:: Supplied passage ::
The role of Bitcoin in the future - why inflation matterssteemCreated with Sketch.

in #bitcoin7 years ago (edited)

While the crypto ecosystem is evolving, crypto is trying to find its place in our current economic system. Mirroring the legal dispute about how to classify different cryptocurrencies, it is also interesting to try to answer this question from an economic perspective. Here I want to mainly discuss the consequences that would come from establishing Bitcoin as a replacement for fiat currencies, like Euro, Dollar or Pounds.

Fiat currencies are mainly used to pay for goods and services in everyday life and they come mainly in the form of cash or bank deposits. We are paid mostly in fiat and we pay our rent in fiat. This has proved quite useful as fiat is unversially accepted and we do not have to go back to barter, that is trade goods for goods. The second role of fiat currency is as a unit of account. We see prices in Euro or Dollar, which mirrors the role of fiat currency as a means of payment. The third use is as a store of value. Although fiat is subject to inflation, the value of the currencies of developed countries is relatively stable in comparison to many other assets.

Cryptocurrencies like Bitcoin offer both of the first two functions, although acceptance is still in the very beginning, but is arguably a better store of value. This is because the total supply of bitcoin is capped at around 21 million units. Other issues aside, does this not mean that Bitcoin is potentially the better currency?

The consequences of adopting Bitcoin as a currency are far reaching. Since economic output is steadily growing but the money supply in form of Bitcoin would be ultimately capped, the price level will be steadily declining. What sounds good to each individual costumer, may quickly prove to be a big problem. Let's say you want to make a big purchase like a car, but you do not need it immediately. If the price level is steadily falling, waiting to make the purchase seems like a great idea. After all, what are a couple of months when you can save 20%? Adopting this behaviour on a broad basis will by itself cause prices to decline, because nobody will want to buy at the given price level. Vendors will then decrease prices to try to generate demand, but only confirm expectations about prices falling. Consumers will continue to wait and vendors will continue to cut prices. The lack of demand will lead to decreases in production - why produce if nobody wants to buy? - and this is when consumers are hit again, because they are losing their jobs. The alternative would be to decrease wages at which point deflation becomes a zero-sum game, but there are reasons why wages are typically not easy to adjust downwards. Consumers' money is appreciating in value, so they can buy more goods and services with it, but at the same time they are earning less/no money, eating up all of the effect.
:::
:: Data section ::
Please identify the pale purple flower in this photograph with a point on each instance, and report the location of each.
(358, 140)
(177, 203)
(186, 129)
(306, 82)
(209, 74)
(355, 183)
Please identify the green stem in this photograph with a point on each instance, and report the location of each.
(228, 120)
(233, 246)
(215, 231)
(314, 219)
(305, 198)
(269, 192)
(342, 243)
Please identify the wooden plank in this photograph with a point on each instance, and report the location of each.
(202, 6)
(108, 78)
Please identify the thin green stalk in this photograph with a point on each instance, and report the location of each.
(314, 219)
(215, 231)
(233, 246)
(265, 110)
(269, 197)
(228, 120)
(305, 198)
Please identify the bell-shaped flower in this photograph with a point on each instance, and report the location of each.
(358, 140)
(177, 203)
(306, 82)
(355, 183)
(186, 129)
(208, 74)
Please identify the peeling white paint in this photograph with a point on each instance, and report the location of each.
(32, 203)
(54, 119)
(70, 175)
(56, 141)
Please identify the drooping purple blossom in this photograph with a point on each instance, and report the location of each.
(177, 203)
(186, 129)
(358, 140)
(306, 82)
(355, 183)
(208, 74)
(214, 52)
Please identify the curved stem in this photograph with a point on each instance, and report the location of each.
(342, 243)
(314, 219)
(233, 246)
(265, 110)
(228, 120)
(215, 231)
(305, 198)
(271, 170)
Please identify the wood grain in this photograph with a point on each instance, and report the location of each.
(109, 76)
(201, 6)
:::
■ Aim ■
Pick up the post on Bitcoin and inflation after its final sentence and write the next part. These records were taken from a different source than the post on Bitcoin and inflation.

■ Expected answer ■
This is why Bitcoin or any other deflationary currency is not desirable from an economic perspective. Mild inflation reverts said effect. The best time to do most purchases is today. On average, goods and services are not getting cheaper in the future. At the same time wages can easily adjust upwards, compensating workers for the loss in purchasing power. Assets with real value (stocks, real estate) are available to insure against inflation. Bitcoin could very well end up mainly as a store of value much like gold nowadays, with all its superior properties (easy and costless to store, cheap to split up, sell and send), while fiat currencies remain in place.

Of course there is a host of other issues which should be discussed, but I reserve those topics for future posts.

To illustrate the same argument, view the political infomercial below that was made during the Great Depression. The price level was falling between 1929 and 1933 in the US, but consumers did not get richer, quite the opposite. Only when inflation returned did the economy return to growth and unemployment started falling.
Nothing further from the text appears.